## Work to be completed
Print, exactly as they appear in the listing below, the lines from the line with "Target: woman's shoulder" to the line with "Task: tag every instance of the cloud", with both end lines kept.

## Supplied data
####################

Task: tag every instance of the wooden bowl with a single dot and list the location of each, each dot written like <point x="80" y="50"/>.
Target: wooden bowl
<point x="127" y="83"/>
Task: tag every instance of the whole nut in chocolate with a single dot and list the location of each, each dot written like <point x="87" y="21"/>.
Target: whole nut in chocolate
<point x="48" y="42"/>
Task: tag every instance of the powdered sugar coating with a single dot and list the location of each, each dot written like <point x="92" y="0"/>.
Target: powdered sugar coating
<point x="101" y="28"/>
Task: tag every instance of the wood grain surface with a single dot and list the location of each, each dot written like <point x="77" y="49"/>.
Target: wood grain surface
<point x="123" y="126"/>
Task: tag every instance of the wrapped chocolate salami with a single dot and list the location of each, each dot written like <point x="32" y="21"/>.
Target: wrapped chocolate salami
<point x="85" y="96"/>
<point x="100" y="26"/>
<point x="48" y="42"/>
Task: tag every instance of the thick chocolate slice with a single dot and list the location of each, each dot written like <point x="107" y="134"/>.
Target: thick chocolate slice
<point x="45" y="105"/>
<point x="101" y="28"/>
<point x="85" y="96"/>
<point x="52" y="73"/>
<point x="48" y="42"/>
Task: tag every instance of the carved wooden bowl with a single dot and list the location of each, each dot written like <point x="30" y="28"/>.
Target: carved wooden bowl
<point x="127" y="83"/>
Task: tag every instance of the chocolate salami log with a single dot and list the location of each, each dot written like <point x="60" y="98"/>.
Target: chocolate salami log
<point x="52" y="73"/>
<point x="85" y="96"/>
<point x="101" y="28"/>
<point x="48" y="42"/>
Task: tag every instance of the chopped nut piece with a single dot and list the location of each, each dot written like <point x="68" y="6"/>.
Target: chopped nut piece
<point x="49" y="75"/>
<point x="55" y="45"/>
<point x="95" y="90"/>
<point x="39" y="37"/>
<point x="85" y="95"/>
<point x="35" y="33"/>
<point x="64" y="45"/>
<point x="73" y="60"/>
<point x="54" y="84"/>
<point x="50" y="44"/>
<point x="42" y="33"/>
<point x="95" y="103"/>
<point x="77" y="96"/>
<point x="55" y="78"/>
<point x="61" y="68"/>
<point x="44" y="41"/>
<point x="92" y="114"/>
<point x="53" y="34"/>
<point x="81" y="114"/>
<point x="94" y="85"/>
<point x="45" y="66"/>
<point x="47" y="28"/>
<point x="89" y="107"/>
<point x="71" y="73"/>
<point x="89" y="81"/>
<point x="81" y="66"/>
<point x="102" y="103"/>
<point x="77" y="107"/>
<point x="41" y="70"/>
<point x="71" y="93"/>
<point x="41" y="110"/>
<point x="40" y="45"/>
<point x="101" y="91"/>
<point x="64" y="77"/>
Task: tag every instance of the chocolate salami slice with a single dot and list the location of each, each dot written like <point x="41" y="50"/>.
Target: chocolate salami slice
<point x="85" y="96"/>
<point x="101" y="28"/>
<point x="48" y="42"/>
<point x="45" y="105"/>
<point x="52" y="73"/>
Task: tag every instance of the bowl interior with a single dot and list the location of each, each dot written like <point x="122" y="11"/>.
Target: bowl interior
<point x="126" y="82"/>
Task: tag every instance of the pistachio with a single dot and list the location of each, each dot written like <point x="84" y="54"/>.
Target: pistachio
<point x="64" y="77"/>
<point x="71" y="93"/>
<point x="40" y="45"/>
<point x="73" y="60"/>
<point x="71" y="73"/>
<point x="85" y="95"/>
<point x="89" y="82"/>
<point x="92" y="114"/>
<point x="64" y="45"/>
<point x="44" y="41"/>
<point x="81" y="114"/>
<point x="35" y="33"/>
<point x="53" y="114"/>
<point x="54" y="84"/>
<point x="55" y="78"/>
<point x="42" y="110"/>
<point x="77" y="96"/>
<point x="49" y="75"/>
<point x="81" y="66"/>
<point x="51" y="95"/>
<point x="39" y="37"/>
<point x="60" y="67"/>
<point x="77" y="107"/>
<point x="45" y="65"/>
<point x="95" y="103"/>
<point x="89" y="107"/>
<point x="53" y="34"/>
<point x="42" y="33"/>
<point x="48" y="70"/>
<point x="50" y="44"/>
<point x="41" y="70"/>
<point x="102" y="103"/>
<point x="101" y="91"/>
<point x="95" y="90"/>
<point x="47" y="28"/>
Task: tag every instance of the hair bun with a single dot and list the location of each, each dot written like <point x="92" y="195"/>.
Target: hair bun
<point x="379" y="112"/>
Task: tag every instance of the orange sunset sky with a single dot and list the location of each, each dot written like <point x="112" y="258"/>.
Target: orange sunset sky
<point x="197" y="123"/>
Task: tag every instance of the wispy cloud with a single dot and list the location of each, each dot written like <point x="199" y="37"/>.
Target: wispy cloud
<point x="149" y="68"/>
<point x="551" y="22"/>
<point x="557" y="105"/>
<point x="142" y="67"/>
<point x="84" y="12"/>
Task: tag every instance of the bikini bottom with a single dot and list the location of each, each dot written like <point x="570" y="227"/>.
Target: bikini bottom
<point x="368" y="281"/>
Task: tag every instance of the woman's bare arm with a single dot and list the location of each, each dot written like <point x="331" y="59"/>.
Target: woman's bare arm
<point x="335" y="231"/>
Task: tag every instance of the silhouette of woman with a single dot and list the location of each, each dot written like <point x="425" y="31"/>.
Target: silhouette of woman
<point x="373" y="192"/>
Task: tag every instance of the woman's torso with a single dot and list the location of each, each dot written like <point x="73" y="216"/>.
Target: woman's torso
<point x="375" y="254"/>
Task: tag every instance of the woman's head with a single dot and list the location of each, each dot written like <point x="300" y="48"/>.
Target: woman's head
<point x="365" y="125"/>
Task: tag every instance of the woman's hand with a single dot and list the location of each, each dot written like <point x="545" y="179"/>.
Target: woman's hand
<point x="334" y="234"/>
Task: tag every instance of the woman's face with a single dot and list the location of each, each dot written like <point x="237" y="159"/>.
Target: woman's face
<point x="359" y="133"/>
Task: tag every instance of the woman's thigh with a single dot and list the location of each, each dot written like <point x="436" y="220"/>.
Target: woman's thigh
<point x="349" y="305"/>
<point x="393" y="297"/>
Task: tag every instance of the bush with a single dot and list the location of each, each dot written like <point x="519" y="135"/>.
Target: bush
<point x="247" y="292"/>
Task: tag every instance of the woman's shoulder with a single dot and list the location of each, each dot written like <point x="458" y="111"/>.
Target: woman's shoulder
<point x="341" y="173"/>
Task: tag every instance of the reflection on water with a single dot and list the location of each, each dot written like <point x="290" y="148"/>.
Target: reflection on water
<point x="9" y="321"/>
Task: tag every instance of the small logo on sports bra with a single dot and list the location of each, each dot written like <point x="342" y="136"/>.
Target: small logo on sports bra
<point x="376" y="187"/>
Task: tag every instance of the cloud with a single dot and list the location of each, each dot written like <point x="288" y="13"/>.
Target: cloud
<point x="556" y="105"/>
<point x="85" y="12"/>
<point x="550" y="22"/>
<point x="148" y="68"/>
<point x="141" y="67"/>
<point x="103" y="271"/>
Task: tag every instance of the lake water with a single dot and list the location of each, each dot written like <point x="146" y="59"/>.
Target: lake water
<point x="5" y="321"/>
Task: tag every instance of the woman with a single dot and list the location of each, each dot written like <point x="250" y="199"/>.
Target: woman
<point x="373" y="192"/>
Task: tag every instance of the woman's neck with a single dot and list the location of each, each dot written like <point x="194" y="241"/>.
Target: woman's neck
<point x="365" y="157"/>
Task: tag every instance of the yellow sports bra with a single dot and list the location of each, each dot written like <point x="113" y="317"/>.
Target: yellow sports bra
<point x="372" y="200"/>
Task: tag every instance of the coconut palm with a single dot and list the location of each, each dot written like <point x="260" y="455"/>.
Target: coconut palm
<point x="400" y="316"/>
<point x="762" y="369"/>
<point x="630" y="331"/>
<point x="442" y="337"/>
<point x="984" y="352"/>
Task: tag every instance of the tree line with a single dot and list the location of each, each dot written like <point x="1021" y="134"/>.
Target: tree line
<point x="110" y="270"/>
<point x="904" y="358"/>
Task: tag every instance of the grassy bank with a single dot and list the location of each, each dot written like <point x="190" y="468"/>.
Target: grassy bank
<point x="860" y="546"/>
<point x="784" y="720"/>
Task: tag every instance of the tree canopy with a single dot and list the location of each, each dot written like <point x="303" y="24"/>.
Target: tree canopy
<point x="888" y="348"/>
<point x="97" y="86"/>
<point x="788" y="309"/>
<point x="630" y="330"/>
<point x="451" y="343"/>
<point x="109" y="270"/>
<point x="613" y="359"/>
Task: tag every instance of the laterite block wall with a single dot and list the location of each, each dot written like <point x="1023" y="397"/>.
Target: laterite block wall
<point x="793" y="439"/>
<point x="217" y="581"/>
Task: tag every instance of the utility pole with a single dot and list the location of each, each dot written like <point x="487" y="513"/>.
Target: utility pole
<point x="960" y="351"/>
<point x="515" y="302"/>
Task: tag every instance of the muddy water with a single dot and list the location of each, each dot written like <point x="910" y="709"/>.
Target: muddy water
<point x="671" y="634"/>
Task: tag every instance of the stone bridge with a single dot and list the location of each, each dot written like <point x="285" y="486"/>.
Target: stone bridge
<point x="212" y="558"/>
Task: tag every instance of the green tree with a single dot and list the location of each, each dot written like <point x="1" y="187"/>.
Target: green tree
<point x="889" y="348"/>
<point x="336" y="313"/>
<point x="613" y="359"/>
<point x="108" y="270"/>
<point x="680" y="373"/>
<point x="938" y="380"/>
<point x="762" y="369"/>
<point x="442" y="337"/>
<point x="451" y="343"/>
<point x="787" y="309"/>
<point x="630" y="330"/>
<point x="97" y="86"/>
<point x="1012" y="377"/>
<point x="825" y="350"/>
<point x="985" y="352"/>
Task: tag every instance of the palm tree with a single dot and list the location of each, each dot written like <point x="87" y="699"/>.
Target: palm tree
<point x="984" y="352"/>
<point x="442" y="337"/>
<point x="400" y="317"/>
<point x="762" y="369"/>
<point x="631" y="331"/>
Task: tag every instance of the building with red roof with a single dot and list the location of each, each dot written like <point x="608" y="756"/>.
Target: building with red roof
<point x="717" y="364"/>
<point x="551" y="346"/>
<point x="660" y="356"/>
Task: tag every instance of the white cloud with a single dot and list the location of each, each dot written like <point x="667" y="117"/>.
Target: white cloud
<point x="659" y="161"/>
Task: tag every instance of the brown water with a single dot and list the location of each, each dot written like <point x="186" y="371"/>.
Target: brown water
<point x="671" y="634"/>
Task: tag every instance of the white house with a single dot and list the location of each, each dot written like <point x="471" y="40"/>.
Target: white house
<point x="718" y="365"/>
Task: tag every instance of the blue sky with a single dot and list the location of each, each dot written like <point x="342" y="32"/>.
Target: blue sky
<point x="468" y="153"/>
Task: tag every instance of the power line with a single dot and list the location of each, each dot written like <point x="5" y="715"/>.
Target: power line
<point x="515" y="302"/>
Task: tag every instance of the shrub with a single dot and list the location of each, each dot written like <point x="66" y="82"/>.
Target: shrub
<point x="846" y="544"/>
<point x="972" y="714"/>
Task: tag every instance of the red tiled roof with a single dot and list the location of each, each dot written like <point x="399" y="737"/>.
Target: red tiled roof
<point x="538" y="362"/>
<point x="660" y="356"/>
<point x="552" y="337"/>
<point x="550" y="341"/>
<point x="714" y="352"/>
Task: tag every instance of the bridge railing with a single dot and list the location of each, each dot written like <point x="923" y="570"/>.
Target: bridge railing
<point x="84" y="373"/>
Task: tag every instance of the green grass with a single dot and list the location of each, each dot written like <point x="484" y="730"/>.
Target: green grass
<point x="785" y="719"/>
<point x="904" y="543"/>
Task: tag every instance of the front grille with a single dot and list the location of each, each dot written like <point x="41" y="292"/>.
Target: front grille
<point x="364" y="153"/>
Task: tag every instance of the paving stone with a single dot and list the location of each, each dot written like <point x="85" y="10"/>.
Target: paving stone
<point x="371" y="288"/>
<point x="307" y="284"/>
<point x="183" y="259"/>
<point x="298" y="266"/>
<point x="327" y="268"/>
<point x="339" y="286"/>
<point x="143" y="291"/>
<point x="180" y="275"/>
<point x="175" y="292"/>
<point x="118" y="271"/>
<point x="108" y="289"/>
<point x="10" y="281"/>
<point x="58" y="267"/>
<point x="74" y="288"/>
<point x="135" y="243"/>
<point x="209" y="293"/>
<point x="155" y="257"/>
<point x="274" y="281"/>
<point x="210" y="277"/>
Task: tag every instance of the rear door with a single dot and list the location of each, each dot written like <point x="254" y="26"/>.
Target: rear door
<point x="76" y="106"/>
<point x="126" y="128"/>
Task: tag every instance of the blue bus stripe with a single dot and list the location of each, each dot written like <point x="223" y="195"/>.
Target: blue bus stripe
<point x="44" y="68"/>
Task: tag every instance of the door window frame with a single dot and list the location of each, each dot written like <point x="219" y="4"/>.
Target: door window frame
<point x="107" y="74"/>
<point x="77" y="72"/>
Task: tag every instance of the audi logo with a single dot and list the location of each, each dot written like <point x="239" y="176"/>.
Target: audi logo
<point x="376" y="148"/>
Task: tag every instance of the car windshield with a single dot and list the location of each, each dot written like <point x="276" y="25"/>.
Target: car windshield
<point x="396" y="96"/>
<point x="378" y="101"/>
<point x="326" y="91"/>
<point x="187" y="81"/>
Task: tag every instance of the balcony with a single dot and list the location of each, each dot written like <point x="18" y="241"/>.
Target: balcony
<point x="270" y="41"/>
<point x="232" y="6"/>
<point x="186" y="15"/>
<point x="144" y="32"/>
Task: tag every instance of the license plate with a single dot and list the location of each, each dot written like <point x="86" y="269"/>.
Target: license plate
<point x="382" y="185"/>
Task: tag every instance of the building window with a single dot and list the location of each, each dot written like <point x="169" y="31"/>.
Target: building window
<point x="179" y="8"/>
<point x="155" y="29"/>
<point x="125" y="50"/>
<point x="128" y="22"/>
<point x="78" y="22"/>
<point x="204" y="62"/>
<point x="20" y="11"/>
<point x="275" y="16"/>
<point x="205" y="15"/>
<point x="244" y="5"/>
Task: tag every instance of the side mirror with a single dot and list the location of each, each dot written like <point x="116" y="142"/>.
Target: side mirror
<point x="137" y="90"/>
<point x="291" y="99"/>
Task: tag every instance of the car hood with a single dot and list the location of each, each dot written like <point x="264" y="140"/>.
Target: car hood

####################

## Expected output
Target: woman's shoulder
<point x="341" y="173"/>
Task: tag every instance of the reflection on water with a single dot and list the location of each, each dot written like <point x="290" y="148"/>.
Target: reflection on water
<point x="9" y="321"/>
Task: tag every instance of the small logo on sports bra with a single dot and list the location of each, each dot written like <point x="342" y="136"/>.
Target: small logo on sports bra
<point x="376" y="187"/>
Task: tag every instance of the cloud with a single dot and list the location of each, each dot written like <point x="288" y="13"/>.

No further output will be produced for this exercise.